**EXERCISE GOAL**:
Pick out each line in the records that contains the string "leafy" and copy it.
---
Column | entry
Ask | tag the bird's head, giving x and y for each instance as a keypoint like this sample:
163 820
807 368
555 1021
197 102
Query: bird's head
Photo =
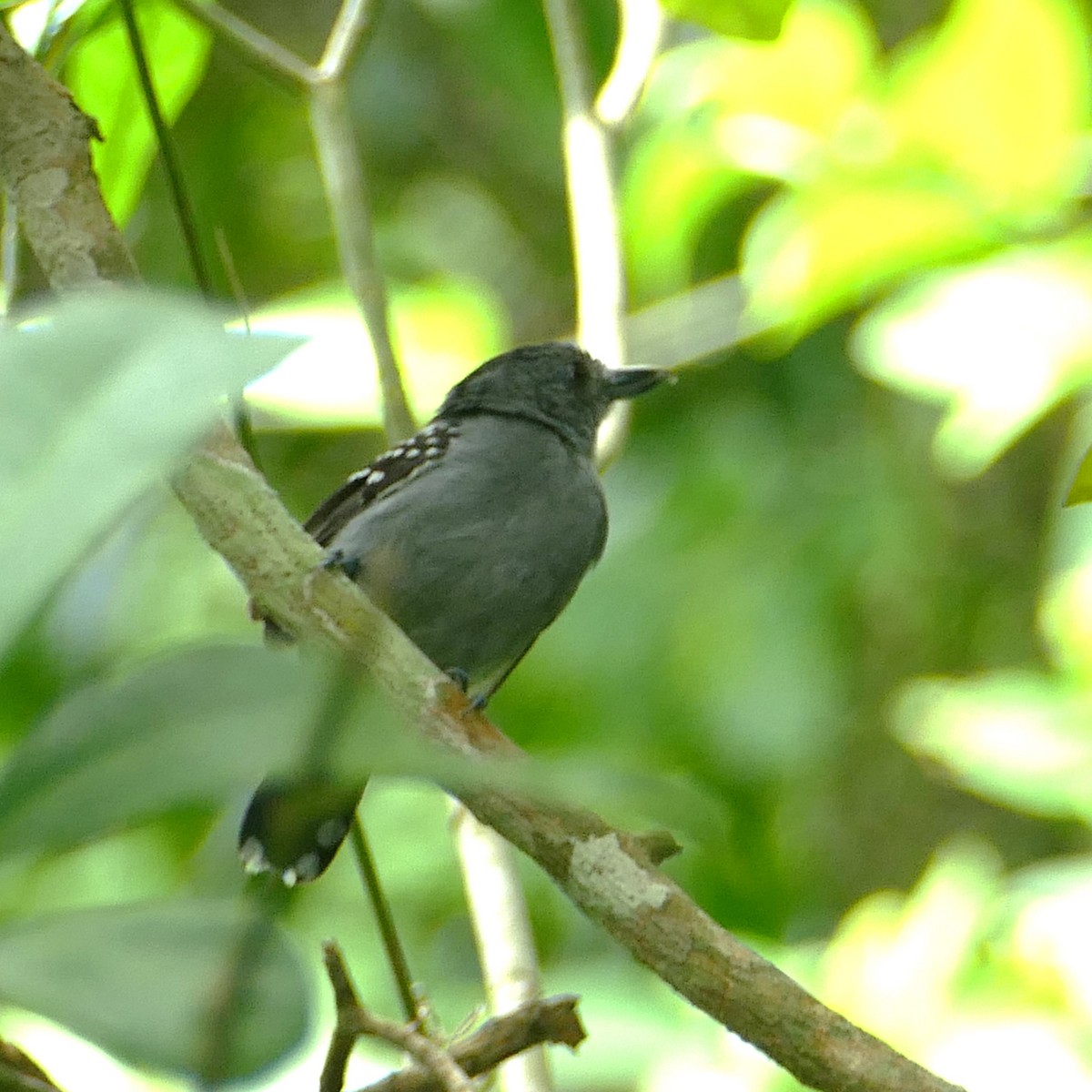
557 385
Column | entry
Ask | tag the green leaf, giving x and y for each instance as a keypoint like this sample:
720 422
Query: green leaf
147 983
441 329
194 729
197 729
998 99
743 19
1016 738
102 76
998 345
814 251
97 402
1080 491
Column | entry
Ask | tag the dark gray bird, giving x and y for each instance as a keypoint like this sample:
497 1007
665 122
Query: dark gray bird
472 535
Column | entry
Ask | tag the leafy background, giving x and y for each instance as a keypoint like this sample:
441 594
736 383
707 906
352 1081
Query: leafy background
840 639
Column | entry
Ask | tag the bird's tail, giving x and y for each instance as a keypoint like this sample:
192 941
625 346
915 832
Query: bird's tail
294 827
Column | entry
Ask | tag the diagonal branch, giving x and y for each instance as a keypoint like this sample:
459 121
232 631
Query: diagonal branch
606 873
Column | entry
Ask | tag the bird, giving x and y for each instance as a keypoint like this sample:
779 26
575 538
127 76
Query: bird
472 535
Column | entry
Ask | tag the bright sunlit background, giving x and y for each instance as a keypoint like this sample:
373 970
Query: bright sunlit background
841 639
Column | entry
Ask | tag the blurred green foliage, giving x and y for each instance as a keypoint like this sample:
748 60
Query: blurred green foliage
840 640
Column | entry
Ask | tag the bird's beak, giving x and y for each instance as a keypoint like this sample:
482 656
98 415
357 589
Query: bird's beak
629 382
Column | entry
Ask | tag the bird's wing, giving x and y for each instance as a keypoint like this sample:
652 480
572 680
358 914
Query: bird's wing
389 470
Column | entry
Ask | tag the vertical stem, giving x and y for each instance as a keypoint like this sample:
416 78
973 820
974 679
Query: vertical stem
502 933
178 191
339 163
396 954
593 217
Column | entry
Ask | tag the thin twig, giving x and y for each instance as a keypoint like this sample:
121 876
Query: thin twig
549 1020
396 954
270 56
593 218
498 913
354 21
339 164
352 1016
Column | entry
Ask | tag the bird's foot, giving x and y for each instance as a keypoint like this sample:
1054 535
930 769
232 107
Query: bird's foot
337 560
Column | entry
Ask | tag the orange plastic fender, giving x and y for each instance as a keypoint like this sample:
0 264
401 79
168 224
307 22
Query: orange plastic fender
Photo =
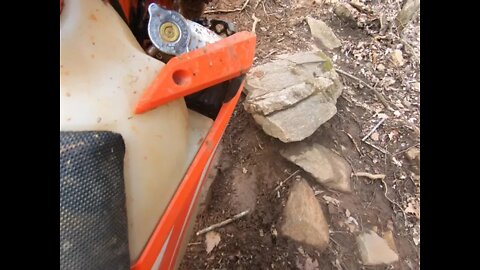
---
**EXPECTED ANSWER**:
Ask | tag the leafy background, giving x and y for each instance as a keypoint like this sample:
Query: leafy background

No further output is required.